*TASK DIRECTIONS*
The following data is to be repeated exactly, its pictures excluded.

*SUPPLIED RECORDS*
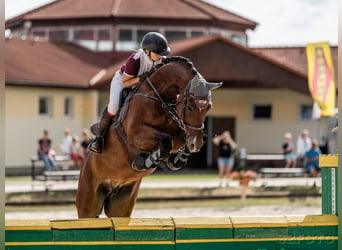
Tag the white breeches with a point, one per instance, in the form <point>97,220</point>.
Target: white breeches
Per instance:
<point>114,94</point>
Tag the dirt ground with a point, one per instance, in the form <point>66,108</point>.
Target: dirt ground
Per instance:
<point>165,212</point>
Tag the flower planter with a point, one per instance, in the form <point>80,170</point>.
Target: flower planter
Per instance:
<point>244,182</point>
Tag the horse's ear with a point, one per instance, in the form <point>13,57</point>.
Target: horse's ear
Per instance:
<point>194,83</point>
<point>214,85</point>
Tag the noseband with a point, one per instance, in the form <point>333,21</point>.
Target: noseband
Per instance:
<point>170,110</point>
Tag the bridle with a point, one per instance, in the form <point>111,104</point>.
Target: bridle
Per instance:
<point>170,109</point>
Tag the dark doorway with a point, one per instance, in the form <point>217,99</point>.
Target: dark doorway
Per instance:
<point>206,157</point>
<point>221,124</point>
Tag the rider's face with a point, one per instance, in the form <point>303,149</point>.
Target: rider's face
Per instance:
<point>155,57</point>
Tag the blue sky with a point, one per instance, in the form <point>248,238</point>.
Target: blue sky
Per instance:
<point>281,23</point>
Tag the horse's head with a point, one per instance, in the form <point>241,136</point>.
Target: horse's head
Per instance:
<point>197,103</point>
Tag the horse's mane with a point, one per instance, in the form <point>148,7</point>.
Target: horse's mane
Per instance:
<point>168,60</point>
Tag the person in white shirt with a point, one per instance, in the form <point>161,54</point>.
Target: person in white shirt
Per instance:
<point>66,143</point>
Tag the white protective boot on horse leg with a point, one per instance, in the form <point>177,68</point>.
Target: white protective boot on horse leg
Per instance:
<point>145,162</point>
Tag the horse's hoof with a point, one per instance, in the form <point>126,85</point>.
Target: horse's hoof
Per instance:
<point>138,163</point>
<point>175,165</point>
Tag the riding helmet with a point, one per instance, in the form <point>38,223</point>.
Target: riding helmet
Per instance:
<point>156,43</point>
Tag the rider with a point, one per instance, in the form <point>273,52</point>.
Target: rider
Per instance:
<point>154,47</point>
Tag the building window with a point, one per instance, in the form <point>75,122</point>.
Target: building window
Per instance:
<point>85,38</point>
<point>39,34</point>
<point>305,112</point>
<point>44,106</point>
<point>68,107</point>
<point>125,41</point>
<point>197,33</point>
<point>175,35</point>
<point>104,42</point>
<point>262,112</point>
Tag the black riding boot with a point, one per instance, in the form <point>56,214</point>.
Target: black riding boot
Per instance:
<point>100,129</point>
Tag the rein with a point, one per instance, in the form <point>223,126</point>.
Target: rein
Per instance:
<point>171,110</point>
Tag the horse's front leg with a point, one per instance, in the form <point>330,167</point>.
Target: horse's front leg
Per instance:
<point>151,140</point>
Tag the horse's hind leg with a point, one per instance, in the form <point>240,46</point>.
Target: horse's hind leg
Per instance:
<point>121,202</point>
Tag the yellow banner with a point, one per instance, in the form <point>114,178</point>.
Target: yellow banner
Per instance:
<point>321,76</point>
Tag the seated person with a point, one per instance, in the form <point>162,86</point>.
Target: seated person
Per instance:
<point>311,159</point>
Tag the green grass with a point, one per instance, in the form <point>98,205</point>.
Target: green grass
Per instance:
<point>181,176</point>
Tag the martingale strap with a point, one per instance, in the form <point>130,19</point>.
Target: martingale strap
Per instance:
<point>132,152</point>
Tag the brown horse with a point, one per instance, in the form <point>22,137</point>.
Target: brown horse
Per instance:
<point>162,122</point>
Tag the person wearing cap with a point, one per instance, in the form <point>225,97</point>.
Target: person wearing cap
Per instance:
<point>311,159</point>
<point>303,144</point>
<point>288,149</point>
<point>154,47</point>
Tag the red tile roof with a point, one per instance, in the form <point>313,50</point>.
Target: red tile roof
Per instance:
<point>29,62</point>
<point>161,9</point>
<point>217,58</point>
<point>294,57</point>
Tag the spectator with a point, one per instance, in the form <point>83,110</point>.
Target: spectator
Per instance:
<point>311,159</point>
<point>66,143</point>
<point>45,152</point>
<point>289,156</point>
<point>303,145</point>
<point>225,160</point>
<point>154,47</point>
<point>85,141</point>
<point>76,151</point>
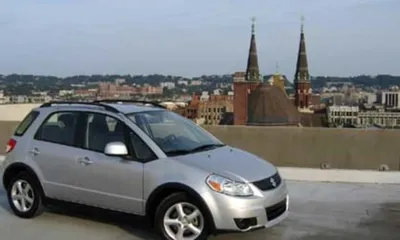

*WRITTEN ANSWER*
Tag the white breeches with a point, one per instance, in the form <point>97,220</point>.
Target: white breeches
Per instance:
<point>114,94</point>
Tag the dirt ground with a point, one per instance, in the form <point>66,108</point>.
Target: dirt ground
Per instance:
<point>165,212</point>
Tag the flower planter with a point, one per instance, in the form <point>80,170</point>.
Target: flower planter
Per instance:
<point>244,182</point>
Tag the horse's ear with a point, one per instance, in the form <point>13,57</point>.
Target: horse's ear
Per instance:
<point>194,83</point>
<point>214,85</point>
Tag the noseband with a point, one per instance, in the form <point>333,21</point>.
Target: noseband
Per instance:
<point>170,110</point>
Tag the bridle with a point, one per instance, in the form <point>111,104</point>.
Target: bridle
Per instance:
<point>170,109</point>
Tag the dark doorway with a point, one per instance, in the form <point>217,99</point>.
Target: dark doorway
Per instance:
<point>206,157</point>
<point>221,124</point>
Tag the rider's face with a point, one per instance, in the form <point>303,149</point>.
Target: rider's face
Per instance:
<point>155,57</point>
Tag the blue sky with a point, one per instance, in the form <point>248,238</point>.
Target: blue sky
Per instance:
<point>281,23</point>
Tag the horse's head with a point, one per instance, in the form <point>241,136</point>.
Target: horse's head
Per instance:
<point>197,103</point>
Tag the horse's mane with a point, one per instance, in the form <point>148,7</point>.
Target: horse's mane
Per instance:
<point>168,60</point>
Tag the person in white shirt with a point, one per instance, in the form <point>161,54</point>.
Target: person in white shirt
Per instance:
<point>66,143</point>
Tag the white protective boot on horse leg with a point, one per instance, in the form <point>177,68</point>.
Target: white protective boot on horse leg
Per instance:
<point>145,162</point>
Tag the horse's hoof with a point, one per instance, in the form <point>126,85</point>.
Target: horse's hoof
Per instance:
<point>138,163</point>
<point>175,165</point>
Tag the riding helmet with a point, one per instance, in the form <point>38,223</point>.
Target: riding helmet
Per instance:
<point>156,43</point>
Tag the rider with a point, one per instance, in the form <point>273,52</point>.
Target: rider
Per instance:
<point>154,47</point>
Tag the building window with a point, one per instance, in the form <point>75,122</point>.
Target: building window
Per instance:
<point>85,38</point>
<point>39,34</point>
<point>305,112</point>
<point>44,106</point>
<point>68,107</point>
<point>125,41</point>
<point>197,33</point>
<point>175,35</point>
<point>104,42</point>
<point>262,112</point>
Tag the black riding boot with a point, one per instance, in the form <point>56,214</point>.
Target: black riding boot
Per instance:
<point>100,129</point>
Tag the rein with a point, one per instance, in the form <point>223,126</point>.
Target: rein
Per instance:
<point>171,110</point>
Tag the horse's front leg with a point, one per instance, in the form <point>330,167</point>.
Target: horse's front leg
Per instance:
<point>151,140</point>
Tag the horse's hind leg with a point, one per instance, in the form <point>240,46</point>.
Target: horse's hind leg
Per instance:
<point>121,202</point>
Tag the yellow banner with a point, one per instance, in the form <point>114,178</point>.
Target: yellow banner
Per instance:
<point>321,76</point>
Tag the seated person with a point, one per instance, in the form <point>162,86</point>.
Target: seated person
Per instance:
<point>311,159</point>
Tag the green grass with a point, one per instance, in the form <point>98,205</point>.
Target: green grass
Per instance:
<point>181,176</point>
Tag the martingale strap with a point, one per instance, in the form <point>130,19</point>.
Target: martingale strap
Per instance:
<point>132,152</point>
Tag the brown horse with a point, one per instance, in the form <point>22,137</point>.
Target: brown horse
Per instance:
<point>162,122</point>
Tag the person wearing cap with a point, one per instance, in the form <point>225,97</point>.
Target: person wearing cap
Per instance:
<point>311,159</point>
<point>303,144</point>
<point>288,149</point>
<point>154,47</point>
Tag the red tile roof with a point, one per instance, in the form <point>313,50</point>.
Target: red tile roof
Per instance:
<point>29,62</point>
<point>161,9</point>
<point>217,58</point>
<point>294,57</point>
Tag the spectator with a point, one per instance, in the form <point>83,110</point>.
Target: spectator
Per instance:
<point>311,159</point>
<point>66,143</point>
<point>45,152</point>
<point>289,156</point>
<point>303,145</point>
<point>225,160</point>
<point>154,47</point>
<point>85,141</point>
<point>76,151</point>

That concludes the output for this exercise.